(Beginning of Given data)
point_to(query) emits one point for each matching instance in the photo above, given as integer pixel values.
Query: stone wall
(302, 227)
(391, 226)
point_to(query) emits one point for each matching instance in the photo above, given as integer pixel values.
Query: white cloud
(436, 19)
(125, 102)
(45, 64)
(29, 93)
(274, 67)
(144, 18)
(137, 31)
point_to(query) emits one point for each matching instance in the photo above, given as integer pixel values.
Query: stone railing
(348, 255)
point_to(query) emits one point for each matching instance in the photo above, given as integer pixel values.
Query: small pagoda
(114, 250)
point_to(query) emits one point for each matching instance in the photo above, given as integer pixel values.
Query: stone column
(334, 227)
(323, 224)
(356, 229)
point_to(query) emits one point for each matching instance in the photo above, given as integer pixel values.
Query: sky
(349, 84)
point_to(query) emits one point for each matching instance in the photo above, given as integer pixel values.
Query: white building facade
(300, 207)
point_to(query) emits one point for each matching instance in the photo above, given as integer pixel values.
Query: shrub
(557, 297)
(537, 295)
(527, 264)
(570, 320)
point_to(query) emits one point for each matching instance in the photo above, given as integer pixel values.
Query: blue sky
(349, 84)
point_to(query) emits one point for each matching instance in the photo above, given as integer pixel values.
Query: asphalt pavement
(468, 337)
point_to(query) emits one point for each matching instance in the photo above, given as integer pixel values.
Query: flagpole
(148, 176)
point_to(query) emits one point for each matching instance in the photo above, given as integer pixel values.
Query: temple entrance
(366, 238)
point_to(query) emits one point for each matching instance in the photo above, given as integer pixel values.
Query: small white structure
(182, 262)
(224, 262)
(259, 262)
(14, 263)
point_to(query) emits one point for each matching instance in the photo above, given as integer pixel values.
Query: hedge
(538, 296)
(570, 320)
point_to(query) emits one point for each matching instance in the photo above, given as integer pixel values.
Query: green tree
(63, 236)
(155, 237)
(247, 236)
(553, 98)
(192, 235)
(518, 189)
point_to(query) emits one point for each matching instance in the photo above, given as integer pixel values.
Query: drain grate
(End of Given data)
§ Your goal
All entries are to be printed once more, exactly as given.

§ Your solution
point_to(query) emits one point for each matching instance in the photo above, given as integer pixel values.
Query: stone wall
(302, 227)
(391, 226)
point_to(query) emits one point for each matching instance in the photo above, given as integer pixel values.
Query: white cloud
(436, 19)
(125, 102)
(45, 64)
(29, 93)
(274, 67)
(144, 18)
(137, 31)
point_to(query) emits one point for each matching instance in the photo above, given as integer pixel values.
Query: stone railing
(348, 255)
point_to(query) emits one point for each matching instance in the photo above, given as integer pixel values.
Query: small pagoda
(114, 250)
point_to(query) emits one point for each matching instance in the photo above, given as integer pixel values.
Query: stone column
(334, 227)
(323, 224)
(356, 229)
point_to(query) emits one point for each matching instance in the photo above, given as integer pixel values.
Query: sky
(349, 84)
point_to(query) emits one point for each matching instance in the photo above, given as integer pixel values.
Query: white building facade
(300, 207)
point_to(query) emits one point for each matching instance in the photo above, given as integer pixel values.
Query: shrub
(557, 297)
(537, 295)
(527, 264)
(570, 320)
point_to(query) emits one point for each matching instance in the photo above, given as integer pixel values.
Query: blue sky
(349, 84)
point_to(query) emits one point for each matching instance in the photo above, given as integer pixel values.
Query: asphalt pavement
(468, 337)
point_to(query) emits one point for each matching instance in the photo above, given as integer pixel values.
Query: flagpole
(148, 176)
point_to(query) emits one point for each matching instance in the photo above, given as integer pixel values.
Query: temple entrance
(366, 238)
point_to(query) emits one point for each matching instance in the photo above, given as integer pixel values.
Query: small white structure
(182, 262)
(224, 262)
(259, 262)
(14, 263)
point_to(query) emits one point for each matching instance in the photo above, given as integer pixel values.
Query: hedge
(538, 296)
(570, 320)
point_to(query) emits one point for each matching instance in the photo above, given as integer pixel values.
Query: green tree
(63, 236)
(155, 237)
(247, 236)
(553, 98)
(192, 235)
(518, 189)
point_to(query) emits one point for each matching instance in the photo above, given as integer pixel values.
Query: drain grate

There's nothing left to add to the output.